Parapuan.co - Kekerasan pada perempuan yang terjadi dapat menyebabkan efek negatif bagi penyintas.
Baik berupa kekerasan yang terjadi secara fisik, emosional, dan verbal.
Efek negatif yang dialami penyintas dapat berupa efek secara fisik maupun psikis.
Namun rupanya, pada satu kondisi tertentu penyintas sulit keluar atau lepas dari pelaku maupun kondisi kekerasan yang dialaminya.
Baca Juga: Efek Kekerasan pada Perempuan Bagi Kesehatan Mental Penyintas
Kondisi ini disebut dengan trauma bonding yang merupakan efek dari kekerasan pada perempuan.
Apa itu trauma bonding?
Melansir Verywellmind, trauma bonding merupakan keterikatan yang dirasakan penyintas kekerasan, khususnya dalam hubungan dengan pola siklus pelecehan.
Ikatan tercipta karena siklus kekerasan dan penguatan positif.
Pelaku kerap menyatakan cinta, penyesalan, dan sebaliknya mencoba membuat hubungan terasa aman dan dibutuhkan oleh orang yang dilecehkan setelah situasi pelecehan.
Trauma bonding menjadi salah satu alasan mengapa meninggalkan situasi yang penuh kekerasan terasa membingungkan dan berlebihan.
Ini melibatkan perasaan positif dan cinta untuk pelaku kejahatan terhadap perempuan.
Trauma bonding membuat orang yang dilecehkan merasa terikat dan bergantung pada pelaku.
Kekerasan pada perempuan yang menyebabkan trauma bonding dikaitkan dengan rekasi traumatis.
Masih melansir Verywellmind, istilah trauma bonding dicipakan oleh Patrick Carnes, PhD, CAS pada tahun 1997.
Patrick mendefinisikan trauma bonding sebagai "keterikatan disfungsional yang terjadi di hadapan bahaya, rasa malu, atau eksploitasi".

Data ekspresi rujukan berbasis foto

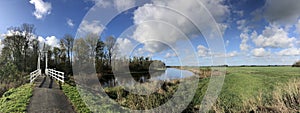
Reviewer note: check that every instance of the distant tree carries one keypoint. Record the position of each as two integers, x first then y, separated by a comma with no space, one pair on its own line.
69,42
91,41
110,43
100,56
17,45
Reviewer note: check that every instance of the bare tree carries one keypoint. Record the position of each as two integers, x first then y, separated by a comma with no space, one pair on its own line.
69,42
110,44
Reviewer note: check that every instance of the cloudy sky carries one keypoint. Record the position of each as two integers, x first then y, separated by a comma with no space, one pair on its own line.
255,32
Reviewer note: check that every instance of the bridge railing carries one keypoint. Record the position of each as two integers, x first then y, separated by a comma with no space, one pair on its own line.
35,74
56,74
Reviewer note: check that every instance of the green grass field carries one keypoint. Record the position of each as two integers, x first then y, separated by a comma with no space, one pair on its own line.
245,89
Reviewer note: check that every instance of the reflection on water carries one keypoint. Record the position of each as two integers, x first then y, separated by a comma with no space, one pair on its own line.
166,75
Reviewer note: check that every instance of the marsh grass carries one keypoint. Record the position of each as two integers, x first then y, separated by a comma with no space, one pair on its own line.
245,89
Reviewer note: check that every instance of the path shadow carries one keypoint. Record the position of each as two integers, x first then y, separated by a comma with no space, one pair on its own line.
43,82
51,83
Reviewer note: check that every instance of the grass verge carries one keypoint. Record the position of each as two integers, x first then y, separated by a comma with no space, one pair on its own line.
16,100
74,96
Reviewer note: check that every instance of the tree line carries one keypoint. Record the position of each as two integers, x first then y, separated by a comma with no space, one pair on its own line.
22,48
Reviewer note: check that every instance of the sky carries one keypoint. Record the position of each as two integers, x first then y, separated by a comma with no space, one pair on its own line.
179,32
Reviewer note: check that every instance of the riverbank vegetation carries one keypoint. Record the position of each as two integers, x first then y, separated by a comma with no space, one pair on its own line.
245,89
16,100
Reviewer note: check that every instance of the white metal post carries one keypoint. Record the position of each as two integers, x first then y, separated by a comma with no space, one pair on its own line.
39,61
46,60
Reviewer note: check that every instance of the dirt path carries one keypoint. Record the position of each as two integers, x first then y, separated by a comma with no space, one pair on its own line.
48,98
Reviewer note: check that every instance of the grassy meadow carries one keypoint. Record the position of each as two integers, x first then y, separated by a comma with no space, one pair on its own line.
245,89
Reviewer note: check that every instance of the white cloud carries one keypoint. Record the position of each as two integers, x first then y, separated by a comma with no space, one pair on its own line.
41,8
227,42
202,51
122,5
157,29
244,46
242,25
125,47
285,12
94,27
289,52
169,55
260,52
232,54
70,22
240,13
298,27
273,37
52,41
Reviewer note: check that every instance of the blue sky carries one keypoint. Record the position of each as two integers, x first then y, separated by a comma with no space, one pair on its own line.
255,32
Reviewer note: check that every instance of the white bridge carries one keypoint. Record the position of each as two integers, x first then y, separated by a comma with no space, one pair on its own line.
49,72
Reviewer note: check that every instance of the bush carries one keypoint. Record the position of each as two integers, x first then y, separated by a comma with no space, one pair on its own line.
10,77
297,64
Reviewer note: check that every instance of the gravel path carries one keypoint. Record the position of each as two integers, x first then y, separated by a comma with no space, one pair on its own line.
48,98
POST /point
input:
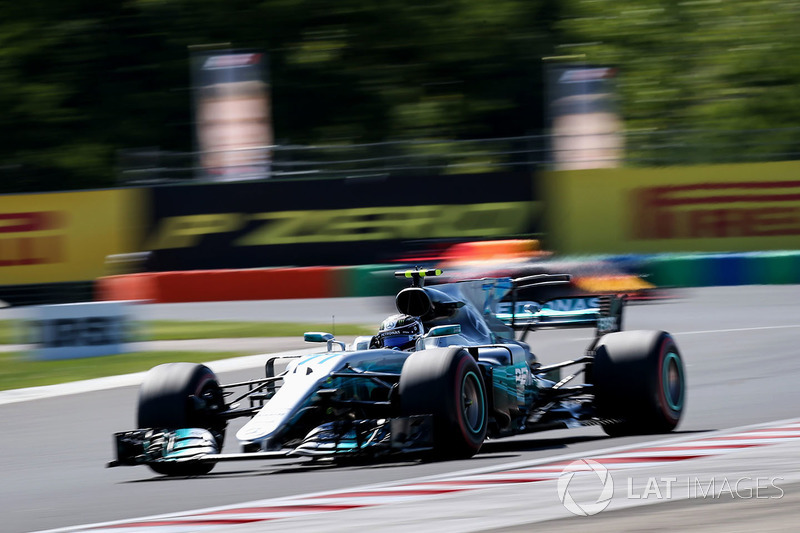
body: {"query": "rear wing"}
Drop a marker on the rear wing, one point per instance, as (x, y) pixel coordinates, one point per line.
(519, 310)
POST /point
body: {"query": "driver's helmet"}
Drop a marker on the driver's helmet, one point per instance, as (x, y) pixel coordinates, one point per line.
(399, 331)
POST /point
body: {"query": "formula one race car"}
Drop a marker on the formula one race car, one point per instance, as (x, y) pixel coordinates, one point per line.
(449, 372)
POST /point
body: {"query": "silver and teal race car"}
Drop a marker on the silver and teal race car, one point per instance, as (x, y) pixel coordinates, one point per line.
(462, 375)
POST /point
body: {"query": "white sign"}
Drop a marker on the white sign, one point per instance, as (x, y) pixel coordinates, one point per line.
(71, 331)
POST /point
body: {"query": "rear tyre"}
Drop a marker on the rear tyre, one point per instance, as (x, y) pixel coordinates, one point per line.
(182, 395)
(447, 384)
(639, 382)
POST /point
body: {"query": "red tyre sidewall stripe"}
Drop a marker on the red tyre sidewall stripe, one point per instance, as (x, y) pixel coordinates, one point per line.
(662, 397)
(462, 424)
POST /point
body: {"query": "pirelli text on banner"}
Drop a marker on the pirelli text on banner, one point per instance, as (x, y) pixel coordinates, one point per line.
(62, 237)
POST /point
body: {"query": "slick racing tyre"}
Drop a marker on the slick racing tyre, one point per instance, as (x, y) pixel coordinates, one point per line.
(177, 396)
(447, 384)
(639, 382)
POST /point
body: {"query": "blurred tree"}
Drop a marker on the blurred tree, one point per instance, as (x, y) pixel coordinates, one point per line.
(80, 80)
(720, 69)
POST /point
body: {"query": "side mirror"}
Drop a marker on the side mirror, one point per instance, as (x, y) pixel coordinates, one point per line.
(317, 336)
(443, 331)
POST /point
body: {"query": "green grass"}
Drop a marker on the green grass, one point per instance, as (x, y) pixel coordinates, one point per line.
(164, 330)
(17, 371)
(167, 330)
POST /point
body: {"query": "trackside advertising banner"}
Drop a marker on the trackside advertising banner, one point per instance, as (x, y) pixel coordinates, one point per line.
(715, 208)
(59, 237)
(333, 221)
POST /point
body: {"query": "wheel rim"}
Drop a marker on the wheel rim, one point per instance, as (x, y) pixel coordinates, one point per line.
(472, 403)
(672, 380)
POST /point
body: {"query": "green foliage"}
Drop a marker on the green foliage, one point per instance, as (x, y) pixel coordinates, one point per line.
(18, 371)
(81, 80)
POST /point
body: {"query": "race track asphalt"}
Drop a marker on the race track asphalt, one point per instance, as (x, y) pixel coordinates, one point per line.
(740, 348)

* Kerjakan soal berikut:
1 > Terjemahkan kalimat dari teks tentang trauma bonding ini ke dalam bahasa Inggris: "Trauma bonding membuat orang yang dilecehkan merasa terikat dan bergantung pada pelaku."
2 > Jawab pertanyaan berikut berdasarkan teks tentang trauma bonding.
(a) Kekerasan dalam bentuk apa saja yang disebutkan dalam teks?
(b) Apa yang kerap dinyatakan pelaku setelah situasi pelecehan?
(c) Siapa yang menciptakan istilah trauma bonding, dan pada tahun berapa?
3 > Salin ulang bagian teks tentang trauma bonding, mulai dari "Baca Juga: Efek" dan berakhir pada "setelah situasi pelecehan.".
Catatan-catatan tersebut tidak diperlukan untuk mengerjakan tugas.

* Jawaban tugas:
1 > Trauma bonding makes the person who is abused feel attached to and dependent on the abuser.

2 >
(a) Kekerasan fisik, emosional, dan verbal.
(b) Cinta dan penyesalan.
(c) Patrick Carnes, PhD, CAS, pada tahun 1997.

3 >
Baca Juga: Efek Kekerasan pada Perempuan Bagi Kesehatan Mental Penyintas
Kondisi ini disebut dengan trauma bonding yang merupakan efek dari kekerasan pada perempuan.
Apa itu trauma bonding?
Melansir Verywellmind, trauma bonding merupakan keterikatan yang dirasakan penyintas kekerasan, khususnya dalam hubungan dengan pola siklus pelecehan.
Ikatan tercipta karena siklus kekerasan dan penguatan positif.
Pelaku kerap menyatakan cinta, penyesalan, dan sebaliknya mencoba membuat hubungan terasa aman dan dibutuhkan oleh orang yang dilecehkan setelah situasi pelecehan.